__Consignes__:
Traduisez en anglais cette phrase de l’extrait du texte : « Je vous confirme que le sujet des travailleurs handicapés âgés de plus de cinquante ans est abordé dans le cadre de la concertation en cours. »

__Extrait du texte__:
La commission rejette l’amendement.

Elle en vient à l’amendement AS855 de Mme Gisèle Biémouret.

Mme Gisèle Biémouret. L’article L. 5212-11 du code du travail dispose : « Peuvent être déduites du montant de la contribution annuelle, en vue de permettre à l’employeur de s’acquitter partiellement de l’obligation d’emploi, des dépenses supportées directement par l’entreprise et destinées à favoriser l’accueil, l’insertion ou le maintien dans l’emploi des travailleurs handicapés au sein de l’entreprise, l’abondement du compte personnel de formation au bénéfice des personnes mentionnées à l’article L. 5212-13 ou l’accès de personnes handicapées à la vie professionnelle qui ne lui incombent pas en application d’une disposition législative ou réglementaire. […] La nature des dépenses mentionnées […] ainsi que les conditions dans lesquelles celles-ci peuvent être déduites du montant de la contribution sont déterminées par décret. »

Les personnes de plus de cinquante ans étant particulièrement touchées par le chômage, le présent amendement vise à renforcer le maintien en emploi des personnes handicapées. Je propose de prévoir par décret une survalorisation des dépenses déductibles qui les concernent spécifiquement.

Mme Nathalie Elimas, rapporteure. Il existe déjà un dispositif incitatif en faveur de l’emploi et du maintien dans l’emploi des travailleurs handicapés âgés de plus de cinquante ans avec un mécanisme de minoration de la contribution financière.

Je suis évidemment sensible à la situation, sur le marché de l’emploi, des personnes en situation de handicap âgées de plus de cinquante ans. C’est pourquoi je serai très attentive aux conclusions de la concertation sur ce sujet et je vous propose, chère collègue, de réexaminer cette question en vue de la séance. En l’état, je suis défavorable à cet amendement.

Mme Gisèle Biémouret. Nous allons y retravailler car il se pose tout de même un problème. Souvent, ces personnes ont été déclarées inaptes au poste qu’elles occupaient, et elles rencontrent les plus grandes difficultés pour retrouver un emploi et pour se former. Nous devrons effectivement aborder ce sujet en séance.

Mme Muriel Pénicaud, ministre du travail. Je vous confirme que le sujet des travailleurs handicapés âgés de plus de cinquante ans est abordé dans le cadre de la concertation en cours. Nous aurons donc l’occasion d’en reparler en séance.

L’amendement est retiré.

La commission adopte l’article 40 modifié.

Après l’article 40
 

La commission se saisit de l’amendement AS1489 de la rapporteure.

__Informations extraites__:
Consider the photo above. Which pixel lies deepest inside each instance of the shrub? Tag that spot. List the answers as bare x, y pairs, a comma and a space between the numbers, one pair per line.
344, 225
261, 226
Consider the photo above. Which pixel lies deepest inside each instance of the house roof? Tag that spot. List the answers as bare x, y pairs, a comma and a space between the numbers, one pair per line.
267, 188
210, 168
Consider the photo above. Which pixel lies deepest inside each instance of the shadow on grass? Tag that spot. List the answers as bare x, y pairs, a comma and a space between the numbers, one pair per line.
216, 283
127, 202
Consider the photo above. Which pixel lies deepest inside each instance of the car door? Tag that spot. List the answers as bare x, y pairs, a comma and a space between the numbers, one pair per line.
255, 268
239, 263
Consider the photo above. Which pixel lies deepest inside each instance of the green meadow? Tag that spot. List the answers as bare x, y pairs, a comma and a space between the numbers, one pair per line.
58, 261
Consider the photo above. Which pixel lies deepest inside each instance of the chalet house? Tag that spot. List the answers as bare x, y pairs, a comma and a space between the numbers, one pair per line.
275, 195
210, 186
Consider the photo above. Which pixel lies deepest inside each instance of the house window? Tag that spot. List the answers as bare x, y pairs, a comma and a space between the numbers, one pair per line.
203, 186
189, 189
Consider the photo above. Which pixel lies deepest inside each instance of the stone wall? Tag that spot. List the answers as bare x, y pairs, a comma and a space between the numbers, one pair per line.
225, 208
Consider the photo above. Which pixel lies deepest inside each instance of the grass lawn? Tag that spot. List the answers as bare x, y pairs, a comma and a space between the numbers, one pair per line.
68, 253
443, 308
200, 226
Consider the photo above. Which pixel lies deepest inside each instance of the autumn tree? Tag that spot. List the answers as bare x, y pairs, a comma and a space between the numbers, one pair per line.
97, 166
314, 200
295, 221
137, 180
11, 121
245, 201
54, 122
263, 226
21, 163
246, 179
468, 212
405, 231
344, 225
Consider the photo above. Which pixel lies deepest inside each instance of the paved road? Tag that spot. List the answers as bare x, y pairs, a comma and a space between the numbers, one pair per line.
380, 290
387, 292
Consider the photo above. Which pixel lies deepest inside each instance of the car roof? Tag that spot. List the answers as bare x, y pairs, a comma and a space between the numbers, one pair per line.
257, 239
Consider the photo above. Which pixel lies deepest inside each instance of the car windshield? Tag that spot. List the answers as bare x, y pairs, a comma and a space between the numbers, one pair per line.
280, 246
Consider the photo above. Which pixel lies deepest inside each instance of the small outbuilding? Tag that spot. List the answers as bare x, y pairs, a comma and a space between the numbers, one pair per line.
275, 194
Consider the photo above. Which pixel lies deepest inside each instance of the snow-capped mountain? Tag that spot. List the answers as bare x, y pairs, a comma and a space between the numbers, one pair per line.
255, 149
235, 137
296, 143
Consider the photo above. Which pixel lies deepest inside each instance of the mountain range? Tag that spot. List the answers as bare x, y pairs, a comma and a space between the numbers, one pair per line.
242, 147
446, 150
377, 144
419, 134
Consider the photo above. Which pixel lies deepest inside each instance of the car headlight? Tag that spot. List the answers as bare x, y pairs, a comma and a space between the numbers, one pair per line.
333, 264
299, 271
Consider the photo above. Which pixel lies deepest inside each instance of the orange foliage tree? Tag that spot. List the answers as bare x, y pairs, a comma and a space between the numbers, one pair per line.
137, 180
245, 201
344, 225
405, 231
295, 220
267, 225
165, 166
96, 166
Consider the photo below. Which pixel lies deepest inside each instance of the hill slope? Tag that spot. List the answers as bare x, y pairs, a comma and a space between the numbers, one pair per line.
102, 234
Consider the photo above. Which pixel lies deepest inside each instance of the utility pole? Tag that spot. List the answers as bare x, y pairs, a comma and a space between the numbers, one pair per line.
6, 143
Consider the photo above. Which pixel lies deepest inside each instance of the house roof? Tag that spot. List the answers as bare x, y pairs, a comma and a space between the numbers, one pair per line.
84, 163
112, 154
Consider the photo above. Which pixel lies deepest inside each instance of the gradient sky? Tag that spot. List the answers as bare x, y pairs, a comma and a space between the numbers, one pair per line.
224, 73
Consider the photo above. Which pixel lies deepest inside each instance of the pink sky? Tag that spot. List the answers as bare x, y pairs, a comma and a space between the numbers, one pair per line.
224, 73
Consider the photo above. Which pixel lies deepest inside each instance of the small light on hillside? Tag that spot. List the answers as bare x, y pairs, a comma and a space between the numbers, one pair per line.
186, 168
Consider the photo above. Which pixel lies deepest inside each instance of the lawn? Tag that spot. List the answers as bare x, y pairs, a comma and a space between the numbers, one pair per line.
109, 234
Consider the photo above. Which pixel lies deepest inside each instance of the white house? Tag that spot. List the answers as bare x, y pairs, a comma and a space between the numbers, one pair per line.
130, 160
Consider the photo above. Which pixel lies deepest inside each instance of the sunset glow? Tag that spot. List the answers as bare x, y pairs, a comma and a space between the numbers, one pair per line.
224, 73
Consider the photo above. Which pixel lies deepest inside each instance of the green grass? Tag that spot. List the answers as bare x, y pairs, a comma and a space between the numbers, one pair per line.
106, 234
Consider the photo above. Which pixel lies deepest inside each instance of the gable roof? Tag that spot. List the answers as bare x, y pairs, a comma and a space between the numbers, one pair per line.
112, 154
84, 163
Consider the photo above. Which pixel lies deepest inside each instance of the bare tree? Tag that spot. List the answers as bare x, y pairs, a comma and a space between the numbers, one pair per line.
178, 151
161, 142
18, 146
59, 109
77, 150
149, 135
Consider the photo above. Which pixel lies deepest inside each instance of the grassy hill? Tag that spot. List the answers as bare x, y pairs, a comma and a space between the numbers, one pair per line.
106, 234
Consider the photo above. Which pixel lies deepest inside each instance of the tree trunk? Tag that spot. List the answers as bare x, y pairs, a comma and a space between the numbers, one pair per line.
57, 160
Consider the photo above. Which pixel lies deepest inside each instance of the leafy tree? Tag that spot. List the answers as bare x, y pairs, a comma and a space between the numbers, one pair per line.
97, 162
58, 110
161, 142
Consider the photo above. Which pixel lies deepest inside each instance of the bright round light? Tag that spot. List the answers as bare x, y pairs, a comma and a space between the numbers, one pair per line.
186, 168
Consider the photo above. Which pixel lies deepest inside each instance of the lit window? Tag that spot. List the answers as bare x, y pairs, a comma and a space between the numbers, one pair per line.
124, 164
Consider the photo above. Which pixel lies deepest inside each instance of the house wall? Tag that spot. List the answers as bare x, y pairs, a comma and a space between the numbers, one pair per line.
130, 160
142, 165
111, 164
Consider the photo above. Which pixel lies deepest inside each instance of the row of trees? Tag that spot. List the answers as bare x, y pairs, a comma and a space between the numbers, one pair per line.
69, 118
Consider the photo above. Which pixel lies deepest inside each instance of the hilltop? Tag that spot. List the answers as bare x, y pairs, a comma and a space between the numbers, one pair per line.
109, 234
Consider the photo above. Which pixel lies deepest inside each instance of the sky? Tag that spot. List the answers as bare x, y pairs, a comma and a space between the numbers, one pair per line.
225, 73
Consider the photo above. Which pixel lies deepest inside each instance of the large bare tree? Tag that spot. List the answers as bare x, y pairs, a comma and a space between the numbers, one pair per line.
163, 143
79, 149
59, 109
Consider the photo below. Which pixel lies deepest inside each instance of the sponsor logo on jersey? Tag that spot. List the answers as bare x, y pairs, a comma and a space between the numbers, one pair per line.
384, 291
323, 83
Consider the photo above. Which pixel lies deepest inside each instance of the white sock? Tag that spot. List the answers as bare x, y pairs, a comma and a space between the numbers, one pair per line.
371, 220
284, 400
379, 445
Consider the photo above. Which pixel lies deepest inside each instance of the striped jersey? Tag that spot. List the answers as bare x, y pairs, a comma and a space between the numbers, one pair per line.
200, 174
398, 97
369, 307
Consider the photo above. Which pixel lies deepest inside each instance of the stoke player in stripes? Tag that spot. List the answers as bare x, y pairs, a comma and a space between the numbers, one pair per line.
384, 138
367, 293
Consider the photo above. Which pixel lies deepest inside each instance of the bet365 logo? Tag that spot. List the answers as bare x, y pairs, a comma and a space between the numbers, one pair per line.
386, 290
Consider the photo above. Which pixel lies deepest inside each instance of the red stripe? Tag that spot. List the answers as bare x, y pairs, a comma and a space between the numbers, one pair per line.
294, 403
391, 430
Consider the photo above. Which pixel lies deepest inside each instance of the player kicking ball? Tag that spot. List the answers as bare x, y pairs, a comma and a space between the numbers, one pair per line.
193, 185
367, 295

__Réponse complète__:
I can confirm that the issue of disabled workers over the age of fifty is being addressed as part of the ongoing consultation.